> [What the task asks]
Collect every line in the entries below that contains the word "house".

---

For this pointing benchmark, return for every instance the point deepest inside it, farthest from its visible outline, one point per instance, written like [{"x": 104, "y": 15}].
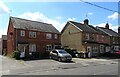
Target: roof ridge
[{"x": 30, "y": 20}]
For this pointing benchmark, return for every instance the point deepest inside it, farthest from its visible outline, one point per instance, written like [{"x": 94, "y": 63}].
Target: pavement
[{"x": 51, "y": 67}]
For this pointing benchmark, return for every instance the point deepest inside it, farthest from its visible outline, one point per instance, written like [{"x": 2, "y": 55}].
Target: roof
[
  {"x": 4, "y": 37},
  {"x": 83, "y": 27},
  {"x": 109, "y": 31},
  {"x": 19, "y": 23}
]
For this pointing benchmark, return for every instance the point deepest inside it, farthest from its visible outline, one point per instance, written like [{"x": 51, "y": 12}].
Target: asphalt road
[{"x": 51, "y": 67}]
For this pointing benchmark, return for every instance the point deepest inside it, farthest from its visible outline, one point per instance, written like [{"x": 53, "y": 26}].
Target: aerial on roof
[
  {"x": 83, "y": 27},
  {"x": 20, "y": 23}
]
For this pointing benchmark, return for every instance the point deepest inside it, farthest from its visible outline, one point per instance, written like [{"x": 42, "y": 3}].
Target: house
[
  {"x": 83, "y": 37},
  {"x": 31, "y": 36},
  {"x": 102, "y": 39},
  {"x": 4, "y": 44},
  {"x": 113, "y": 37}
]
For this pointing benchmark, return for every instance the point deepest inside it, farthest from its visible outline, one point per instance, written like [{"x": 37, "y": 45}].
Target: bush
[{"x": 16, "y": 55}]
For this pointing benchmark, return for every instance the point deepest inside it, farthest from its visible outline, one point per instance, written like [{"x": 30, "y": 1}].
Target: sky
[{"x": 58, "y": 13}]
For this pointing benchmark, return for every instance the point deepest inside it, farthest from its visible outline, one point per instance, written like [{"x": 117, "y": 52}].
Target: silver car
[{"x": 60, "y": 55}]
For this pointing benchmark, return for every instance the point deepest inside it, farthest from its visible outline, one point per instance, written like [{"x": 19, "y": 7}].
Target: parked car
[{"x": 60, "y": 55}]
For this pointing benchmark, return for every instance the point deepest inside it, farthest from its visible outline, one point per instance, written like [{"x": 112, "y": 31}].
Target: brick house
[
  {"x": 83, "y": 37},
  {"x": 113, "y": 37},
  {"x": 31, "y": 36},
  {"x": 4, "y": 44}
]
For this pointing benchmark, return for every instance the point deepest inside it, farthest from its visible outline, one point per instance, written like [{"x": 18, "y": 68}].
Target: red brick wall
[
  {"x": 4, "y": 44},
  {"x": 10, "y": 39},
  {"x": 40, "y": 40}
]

---

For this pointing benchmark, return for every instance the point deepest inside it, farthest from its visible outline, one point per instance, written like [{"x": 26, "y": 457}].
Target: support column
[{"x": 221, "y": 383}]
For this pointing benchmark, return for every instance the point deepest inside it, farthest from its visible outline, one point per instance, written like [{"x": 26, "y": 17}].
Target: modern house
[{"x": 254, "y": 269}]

---

> [Full answer]
Target: house
Target: brick house
Target: modern house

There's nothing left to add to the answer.